### Required action
Give back every record precisely.

[Stored records]
--- START ---

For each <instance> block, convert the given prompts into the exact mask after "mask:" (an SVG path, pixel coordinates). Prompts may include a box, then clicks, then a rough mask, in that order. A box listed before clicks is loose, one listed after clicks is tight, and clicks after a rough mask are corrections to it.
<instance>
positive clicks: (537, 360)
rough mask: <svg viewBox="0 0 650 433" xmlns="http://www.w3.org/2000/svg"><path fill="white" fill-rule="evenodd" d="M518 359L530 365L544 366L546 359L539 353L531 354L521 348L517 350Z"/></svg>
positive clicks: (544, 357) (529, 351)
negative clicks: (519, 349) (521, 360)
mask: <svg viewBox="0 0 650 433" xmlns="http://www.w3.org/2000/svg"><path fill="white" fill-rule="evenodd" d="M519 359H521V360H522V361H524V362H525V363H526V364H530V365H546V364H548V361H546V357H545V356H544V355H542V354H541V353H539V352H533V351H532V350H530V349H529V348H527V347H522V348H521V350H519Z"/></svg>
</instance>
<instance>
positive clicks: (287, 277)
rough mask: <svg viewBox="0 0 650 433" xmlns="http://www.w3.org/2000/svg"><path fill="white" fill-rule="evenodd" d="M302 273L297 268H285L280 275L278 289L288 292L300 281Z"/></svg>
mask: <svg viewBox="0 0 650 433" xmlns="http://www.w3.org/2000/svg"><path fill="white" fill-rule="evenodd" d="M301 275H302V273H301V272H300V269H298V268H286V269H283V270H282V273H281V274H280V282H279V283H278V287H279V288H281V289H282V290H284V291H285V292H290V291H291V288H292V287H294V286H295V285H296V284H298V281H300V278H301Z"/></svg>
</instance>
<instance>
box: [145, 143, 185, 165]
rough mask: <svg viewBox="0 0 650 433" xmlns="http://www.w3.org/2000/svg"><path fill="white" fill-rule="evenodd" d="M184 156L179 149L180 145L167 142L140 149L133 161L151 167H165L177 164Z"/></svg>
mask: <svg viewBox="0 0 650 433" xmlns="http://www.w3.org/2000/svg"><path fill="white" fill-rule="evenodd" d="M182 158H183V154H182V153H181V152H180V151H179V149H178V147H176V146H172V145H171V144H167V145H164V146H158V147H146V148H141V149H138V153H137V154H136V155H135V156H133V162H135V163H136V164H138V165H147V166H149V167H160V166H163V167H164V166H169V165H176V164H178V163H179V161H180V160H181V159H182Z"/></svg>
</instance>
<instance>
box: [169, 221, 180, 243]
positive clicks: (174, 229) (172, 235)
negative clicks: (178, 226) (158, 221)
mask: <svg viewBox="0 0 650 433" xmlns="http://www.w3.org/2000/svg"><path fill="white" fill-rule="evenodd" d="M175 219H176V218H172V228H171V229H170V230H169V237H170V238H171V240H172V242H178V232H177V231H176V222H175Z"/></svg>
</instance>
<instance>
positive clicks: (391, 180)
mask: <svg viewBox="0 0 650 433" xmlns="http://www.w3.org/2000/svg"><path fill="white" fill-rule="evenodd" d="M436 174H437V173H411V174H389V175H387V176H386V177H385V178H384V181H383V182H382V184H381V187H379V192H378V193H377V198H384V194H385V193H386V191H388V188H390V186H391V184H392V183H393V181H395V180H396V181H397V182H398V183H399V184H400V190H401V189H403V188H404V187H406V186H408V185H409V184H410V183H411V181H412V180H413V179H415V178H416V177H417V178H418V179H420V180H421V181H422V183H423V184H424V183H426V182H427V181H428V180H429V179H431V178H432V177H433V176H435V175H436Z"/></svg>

--- END ---

### Result of this task
For each <instance> block, convert the given prompts into the exact mask after "mask:" (an SVG path, pixel coordinates). Prompts may include a box, then clicks, then a rough mask, in that order. A box listed before clicks is loose, one listed after clicks is tight, and clicks after a rough mask are corrections to it.
<instance>
positive clicks: (537, 360)
rough mask: <svg viewBox="0 0 650 433" xmlns="http://www.w3.org/2000/svg"><path fill="white" fill-rule="evenodd" d="M518 359L530 365L544 366L546 359L539 353L531 354L521 348L517 350Z"/></svg>
positive clicks: (544, 357) (529, 351)
negative clicks: (519, 349) (521, 360)
mask: <svg viewBox="0 0 650 433" xmlns="http://www.w3.org/2000/svg"><path fill="white" fill-rule="evenodd" d="M519 359H521V360H522V361H524V362H525V363H526V364H530V365H546V364H548V361H546V357H545V356H544V355H542V354H541V353H539V352H533V351H532V350H530V349H529V348H527V347H522V348H521V350H519Z"/></svg>
</instance>
<instance>
positive clicks: (287, 277)
rough mask: <svg viewBox="0 0 650 433" xmlns="http://www.w3.org/2000/svg"><path fill="white" fill-rule="evenodd" d="M302 273L297 268H285L280 275L278 289L288 292L300 281Z"/></svg>
mask: <svg viewBox="0 0 650 433" xmlns="http://www.w3.org/2000/svg"><path fill="white" fill-rule="evenodd" d="M301 275H302V273H301V272H300V269H298V268H286V269H283V270H282V273H281V274H280V282H279V283H278V287H279V288H281V289H282V290H284V291H285V292H290V291H291V288H292V287H294V286H295V285H296V284H298V281H300V278H301Z"/></svg>
</instance>
<instance>
box: [145, 143, 185, 165]
rough mask: <svg viewBox="0 0 650 433" xmlns="http://www.w3.org/2000/svg"><path fill="white" fill-rule="evenodd" d="M184 156L179 149L180 145L167 142L140 149L133 161L151 167H165L177 164Z"/></svg>
mask: <svg viewBox="0 0 650 433" xmlns="http://www.w3.org/2000/svg"><path fill="white" fill-rule="evenodd" d="M182 158H183V154H182V153H181V152H180V151H179V149H178V147H176V146H172V145H171V144H167V145H164V146H158V147H146V148H141V149H138V153H137V154H136V155H135V156H133V162H135V163H136V164H138V165H147V166H149V167H160V166H163V167H164V166H169V165H176V164H178V163H179V161H180V160H181V159H182Z"/></svg>
</instance>
<instance>
box: [169, 221, 180, 243]
positive clicks: (174, 229) (172, 235)
negative clicks: (178, 226) (158, 221)
mask: <svg viewBox="0 0 650 433" xmlns="http://www.w3.org/2000/svg"><path fill="white" fill-rule="evenodd" d="M175 219H176V218H172V228H171V229H170V230H169V237H170V238H171V240H172V242H178V232H177V231H176V222H175Z"/></svg>
</instance>
<instance>
positive clicks: (391, 180)
mask: <svg viewBox="0 0 650 433" xmlns="http://www.w3.org/2000/svg"><path fill="white" fill-rule="evenodd" d="M436 174H437V173H411V174H389V175H387V176H386V177H385V178H384V181H383V182H382V184H381V187H379V192H378V193H377V198H384V194H385V193H386V191H388V188H390V186H391V184H392V183H393V181H395V180H396V181H397V182H398V183H399V184H400V190H401V189H403V188H404V187H406V186H408V185H409V184H410V183H411V181H412V180H413V179H415V178H416V177H417V178H418V179H420V180H421V181H422V183H423V184H424V183H426V182H427V181H428V180H429V179H431V178H432V177H433V176H435V175H436Z"/></svg>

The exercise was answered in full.